TASK DIRECTIONS:
In the listing below, find the line containing "of the gold". Write out that line and every line after it to the end, exactly and only those.

++++ LISTED ENTRIES

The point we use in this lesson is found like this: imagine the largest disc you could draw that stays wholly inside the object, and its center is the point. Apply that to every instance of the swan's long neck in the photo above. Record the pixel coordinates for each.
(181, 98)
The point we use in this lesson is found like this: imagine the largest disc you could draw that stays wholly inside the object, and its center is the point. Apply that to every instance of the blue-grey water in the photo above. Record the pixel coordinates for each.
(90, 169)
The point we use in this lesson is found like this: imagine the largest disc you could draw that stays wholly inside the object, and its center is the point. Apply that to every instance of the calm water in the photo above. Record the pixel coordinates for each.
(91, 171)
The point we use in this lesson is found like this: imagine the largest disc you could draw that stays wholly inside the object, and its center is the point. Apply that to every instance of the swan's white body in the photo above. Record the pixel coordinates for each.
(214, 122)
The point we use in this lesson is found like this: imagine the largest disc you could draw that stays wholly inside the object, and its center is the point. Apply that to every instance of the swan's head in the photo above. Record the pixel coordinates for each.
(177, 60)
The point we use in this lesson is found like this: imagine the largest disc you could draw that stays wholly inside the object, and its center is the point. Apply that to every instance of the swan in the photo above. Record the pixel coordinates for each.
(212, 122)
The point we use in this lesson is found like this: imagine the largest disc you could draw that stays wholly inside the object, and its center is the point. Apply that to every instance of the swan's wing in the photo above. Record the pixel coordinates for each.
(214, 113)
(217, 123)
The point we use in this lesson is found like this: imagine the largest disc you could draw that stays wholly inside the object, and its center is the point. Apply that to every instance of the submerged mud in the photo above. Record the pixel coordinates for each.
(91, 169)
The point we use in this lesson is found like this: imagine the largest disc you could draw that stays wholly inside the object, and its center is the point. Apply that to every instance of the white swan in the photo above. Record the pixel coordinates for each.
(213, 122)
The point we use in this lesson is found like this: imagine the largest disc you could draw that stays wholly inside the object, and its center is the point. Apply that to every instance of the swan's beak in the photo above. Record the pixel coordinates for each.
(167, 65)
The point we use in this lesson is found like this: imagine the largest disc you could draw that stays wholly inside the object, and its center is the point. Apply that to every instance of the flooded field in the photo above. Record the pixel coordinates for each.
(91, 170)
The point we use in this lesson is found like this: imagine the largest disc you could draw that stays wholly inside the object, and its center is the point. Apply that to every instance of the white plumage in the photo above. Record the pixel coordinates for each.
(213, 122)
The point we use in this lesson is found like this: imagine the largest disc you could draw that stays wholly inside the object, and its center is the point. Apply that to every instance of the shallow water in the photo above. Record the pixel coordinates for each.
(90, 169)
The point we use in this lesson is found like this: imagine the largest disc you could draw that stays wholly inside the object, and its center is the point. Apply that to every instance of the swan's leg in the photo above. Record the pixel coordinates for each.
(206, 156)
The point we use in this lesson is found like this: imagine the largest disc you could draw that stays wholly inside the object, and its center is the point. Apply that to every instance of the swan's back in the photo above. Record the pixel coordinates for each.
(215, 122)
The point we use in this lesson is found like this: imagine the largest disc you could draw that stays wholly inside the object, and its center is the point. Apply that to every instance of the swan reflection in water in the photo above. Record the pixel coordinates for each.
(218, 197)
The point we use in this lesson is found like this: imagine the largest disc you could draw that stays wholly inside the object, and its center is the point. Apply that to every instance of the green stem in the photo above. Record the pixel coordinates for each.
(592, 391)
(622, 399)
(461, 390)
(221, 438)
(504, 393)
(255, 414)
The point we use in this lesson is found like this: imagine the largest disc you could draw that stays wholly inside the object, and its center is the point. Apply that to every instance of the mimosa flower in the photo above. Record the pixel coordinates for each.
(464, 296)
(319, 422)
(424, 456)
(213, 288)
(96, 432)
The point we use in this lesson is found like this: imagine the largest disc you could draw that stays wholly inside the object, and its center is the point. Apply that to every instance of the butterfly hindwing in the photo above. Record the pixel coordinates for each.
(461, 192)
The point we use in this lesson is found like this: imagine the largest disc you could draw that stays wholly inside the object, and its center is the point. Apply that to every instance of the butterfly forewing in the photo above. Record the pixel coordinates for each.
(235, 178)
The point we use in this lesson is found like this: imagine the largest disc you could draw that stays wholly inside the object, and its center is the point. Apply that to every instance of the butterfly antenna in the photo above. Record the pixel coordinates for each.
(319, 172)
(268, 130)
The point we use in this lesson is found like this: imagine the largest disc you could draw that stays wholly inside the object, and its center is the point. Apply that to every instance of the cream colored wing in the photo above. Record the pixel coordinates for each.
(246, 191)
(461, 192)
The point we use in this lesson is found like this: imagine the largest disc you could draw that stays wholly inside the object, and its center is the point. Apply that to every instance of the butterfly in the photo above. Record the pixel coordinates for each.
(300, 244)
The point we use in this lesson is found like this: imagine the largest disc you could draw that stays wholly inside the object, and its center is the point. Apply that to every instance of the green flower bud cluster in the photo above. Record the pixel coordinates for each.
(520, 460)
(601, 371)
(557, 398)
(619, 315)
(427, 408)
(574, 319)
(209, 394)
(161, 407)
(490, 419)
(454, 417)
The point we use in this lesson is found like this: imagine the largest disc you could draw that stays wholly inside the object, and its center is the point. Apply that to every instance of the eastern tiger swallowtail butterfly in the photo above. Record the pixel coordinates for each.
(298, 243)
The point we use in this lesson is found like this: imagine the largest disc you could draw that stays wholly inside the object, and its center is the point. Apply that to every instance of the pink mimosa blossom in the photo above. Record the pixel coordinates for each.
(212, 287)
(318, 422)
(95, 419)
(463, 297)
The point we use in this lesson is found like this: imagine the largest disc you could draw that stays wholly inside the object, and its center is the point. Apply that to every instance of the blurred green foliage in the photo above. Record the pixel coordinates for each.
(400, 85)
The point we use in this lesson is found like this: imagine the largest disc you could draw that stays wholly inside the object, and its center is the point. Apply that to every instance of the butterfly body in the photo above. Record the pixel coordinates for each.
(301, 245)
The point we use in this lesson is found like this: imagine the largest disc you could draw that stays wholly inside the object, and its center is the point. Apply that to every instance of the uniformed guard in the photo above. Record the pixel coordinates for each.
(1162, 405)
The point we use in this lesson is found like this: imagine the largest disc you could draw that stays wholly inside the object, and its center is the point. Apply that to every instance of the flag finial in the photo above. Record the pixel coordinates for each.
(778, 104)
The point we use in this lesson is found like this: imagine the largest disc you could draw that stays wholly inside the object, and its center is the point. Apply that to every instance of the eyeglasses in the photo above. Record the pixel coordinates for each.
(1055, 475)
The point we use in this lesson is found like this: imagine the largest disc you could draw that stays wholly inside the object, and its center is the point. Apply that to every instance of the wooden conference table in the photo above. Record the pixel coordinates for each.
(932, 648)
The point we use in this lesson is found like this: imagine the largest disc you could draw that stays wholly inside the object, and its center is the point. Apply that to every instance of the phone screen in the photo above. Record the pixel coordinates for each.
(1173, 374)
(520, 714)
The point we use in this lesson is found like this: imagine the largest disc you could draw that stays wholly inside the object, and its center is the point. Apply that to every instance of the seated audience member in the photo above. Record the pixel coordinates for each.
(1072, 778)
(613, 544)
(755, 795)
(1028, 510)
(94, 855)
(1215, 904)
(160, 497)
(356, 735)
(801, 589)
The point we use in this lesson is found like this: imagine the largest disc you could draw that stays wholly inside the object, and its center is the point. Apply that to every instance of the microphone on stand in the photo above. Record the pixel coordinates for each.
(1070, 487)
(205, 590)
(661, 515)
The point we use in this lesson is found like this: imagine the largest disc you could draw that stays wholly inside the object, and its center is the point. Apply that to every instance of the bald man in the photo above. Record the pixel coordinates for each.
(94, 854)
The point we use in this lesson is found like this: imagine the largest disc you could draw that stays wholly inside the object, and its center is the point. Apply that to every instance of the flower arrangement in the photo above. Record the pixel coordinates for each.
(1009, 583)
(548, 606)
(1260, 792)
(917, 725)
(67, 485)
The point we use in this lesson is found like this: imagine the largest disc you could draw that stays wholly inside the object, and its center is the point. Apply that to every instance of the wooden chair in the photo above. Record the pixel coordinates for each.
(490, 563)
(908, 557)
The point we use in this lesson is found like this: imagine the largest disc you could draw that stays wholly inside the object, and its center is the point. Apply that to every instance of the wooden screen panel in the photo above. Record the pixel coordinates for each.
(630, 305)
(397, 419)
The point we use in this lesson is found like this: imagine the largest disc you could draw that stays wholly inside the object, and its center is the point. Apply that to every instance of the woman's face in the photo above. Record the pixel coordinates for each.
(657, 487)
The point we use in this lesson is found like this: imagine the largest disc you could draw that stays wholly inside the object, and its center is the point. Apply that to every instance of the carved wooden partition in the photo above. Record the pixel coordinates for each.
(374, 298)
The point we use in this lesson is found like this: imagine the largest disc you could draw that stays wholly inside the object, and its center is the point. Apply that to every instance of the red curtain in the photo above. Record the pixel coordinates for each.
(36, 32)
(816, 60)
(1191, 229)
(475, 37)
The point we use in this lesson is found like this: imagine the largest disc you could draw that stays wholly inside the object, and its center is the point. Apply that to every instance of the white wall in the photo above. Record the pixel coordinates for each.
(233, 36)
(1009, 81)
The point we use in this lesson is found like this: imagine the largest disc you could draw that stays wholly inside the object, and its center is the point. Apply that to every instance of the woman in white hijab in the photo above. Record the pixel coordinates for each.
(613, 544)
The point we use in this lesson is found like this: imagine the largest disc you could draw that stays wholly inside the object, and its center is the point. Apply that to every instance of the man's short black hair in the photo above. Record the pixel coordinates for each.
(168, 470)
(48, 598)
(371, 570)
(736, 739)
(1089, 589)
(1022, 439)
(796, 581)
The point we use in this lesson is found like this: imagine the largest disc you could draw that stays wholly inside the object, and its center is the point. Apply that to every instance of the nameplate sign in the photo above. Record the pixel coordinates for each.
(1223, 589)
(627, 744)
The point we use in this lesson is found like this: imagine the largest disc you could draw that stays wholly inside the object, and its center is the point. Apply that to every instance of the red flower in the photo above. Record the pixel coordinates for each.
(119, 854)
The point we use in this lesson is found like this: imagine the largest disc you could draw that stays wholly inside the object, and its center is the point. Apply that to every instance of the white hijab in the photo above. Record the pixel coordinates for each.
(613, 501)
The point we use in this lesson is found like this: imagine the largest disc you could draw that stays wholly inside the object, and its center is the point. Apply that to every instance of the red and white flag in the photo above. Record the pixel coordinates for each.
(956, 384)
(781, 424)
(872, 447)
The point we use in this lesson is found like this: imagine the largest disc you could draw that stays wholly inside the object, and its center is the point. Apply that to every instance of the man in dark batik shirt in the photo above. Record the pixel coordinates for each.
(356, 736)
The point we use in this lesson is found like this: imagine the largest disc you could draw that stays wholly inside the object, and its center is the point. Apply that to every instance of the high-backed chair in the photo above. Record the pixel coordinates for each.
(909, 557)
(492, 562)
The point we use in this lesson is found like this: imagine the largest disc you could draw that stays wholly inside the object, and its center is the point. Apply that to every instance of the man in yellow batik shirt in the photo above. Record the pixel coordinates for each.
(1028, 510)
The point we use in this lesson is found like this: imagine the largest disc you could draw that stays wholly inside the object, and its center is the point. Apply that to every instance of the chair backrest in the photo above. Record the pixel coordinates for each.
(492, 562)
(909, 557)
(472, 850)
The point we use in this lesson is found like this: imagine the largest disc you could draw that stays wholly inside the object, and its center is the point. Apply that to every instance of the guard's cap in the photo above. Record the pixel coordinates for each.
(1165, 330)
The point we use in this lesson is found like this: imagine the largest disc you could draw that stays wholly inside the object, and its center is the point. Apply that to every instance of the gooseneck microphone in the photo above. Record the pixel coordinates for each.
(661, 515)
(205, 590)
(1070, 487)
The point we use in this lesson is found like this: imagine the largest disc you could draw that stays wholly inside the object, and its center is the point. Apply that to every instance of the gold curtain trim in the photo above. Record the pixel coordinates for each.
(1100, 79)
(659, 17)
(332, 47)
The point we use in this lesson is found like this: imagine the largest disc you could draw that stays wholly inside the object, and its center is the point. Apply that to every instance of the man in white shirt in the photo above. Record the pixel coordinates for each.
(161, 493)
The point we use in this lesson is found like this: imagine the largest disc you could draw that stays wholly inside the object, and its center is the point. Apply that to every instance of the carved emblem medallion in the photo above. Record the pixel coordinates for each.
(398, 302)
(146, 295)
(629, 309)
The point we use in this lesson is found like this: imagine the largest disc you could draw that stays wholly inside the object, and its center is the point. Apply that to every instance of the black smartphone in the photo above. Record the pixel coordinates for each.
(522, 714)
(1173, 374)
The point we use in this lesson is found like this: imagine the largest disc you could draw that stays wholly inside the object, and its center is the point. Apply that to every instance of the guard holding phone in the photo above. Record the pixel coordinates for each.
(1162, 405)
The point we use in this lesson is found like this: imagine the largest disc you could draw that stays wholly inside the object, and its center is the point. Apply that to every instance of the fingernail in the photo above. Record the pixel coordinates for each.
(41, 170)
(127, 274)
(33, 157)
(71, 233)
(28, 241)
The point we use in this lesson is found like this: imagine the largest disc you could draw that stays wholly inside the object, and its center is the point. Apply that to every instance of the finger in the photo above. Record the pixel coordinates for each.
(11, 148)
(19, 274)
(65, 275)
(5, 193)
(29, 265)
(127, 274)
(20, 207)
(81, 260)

++++++++

SOLUTION TO THIS TASK:
The point we use in this lesson is found like this: imagine the largest disc you could draw that stays wholly inside the object, and its center is the point. Apply that to every instance of the gold curtain trim in the photo above. Record the pixel coordinates for each.
(1100, 79)
(659, 17)
(332, 47)
The point we use in this lesson is found like this: imagine the largest disc you could draw that stays wholly inside the object, and its center is the point. Apply that to every instance of the man in white shirt in the photo above. Record the pixel coordinates for each.
(161, 493)
The point we use in this lesson is found like this: imagine the largest disc you could draw that stays wholly inside the object, and its center is the point. Apply that to every instance of the carved emblem medallion in the photo above. Record the pixel coordinates for each.
(398, 302)
(146, 295)
(629, 309)
The point we use in this lesson is found like this: imagine the largest disc you could draw that stays wholly inside the object, and its center is the point. Apply that to every instance of the black smartphone in the photo above. Record the pixel coordinates for each.
(522, 714)
(1173, 374)
The point we use in this lesson is found like this: imagine the largest disc you could draw that stays wholly inside the object, and its center is the point. Apply that to every instance of the guard holding phone in the photo above. Record the pixel coordinates for each.
(1162, 405)
The point we use in this lesson is found like this: imagine the largest disc you could draw that stays wholly inside the object, and its center is the point. Apply that to every instance of the fingernail in the photo above. Record the pixel coordinates for each.
(41, 170)
(127, 274)
(33, 157)
(71, 233)
(28, 241)
The point we use in this lesson is found like this: imagine the largest disc you could draw that stays wholly inside the object, and its center is the point. Apply that to every instance of the finger in the photo above. Record the pixel coordinates for each.
(11, 148)
(19, 274)
(65, 275)
(5, 193)
(29, 265)
(127, 274)
(20, 207)
(81, 260)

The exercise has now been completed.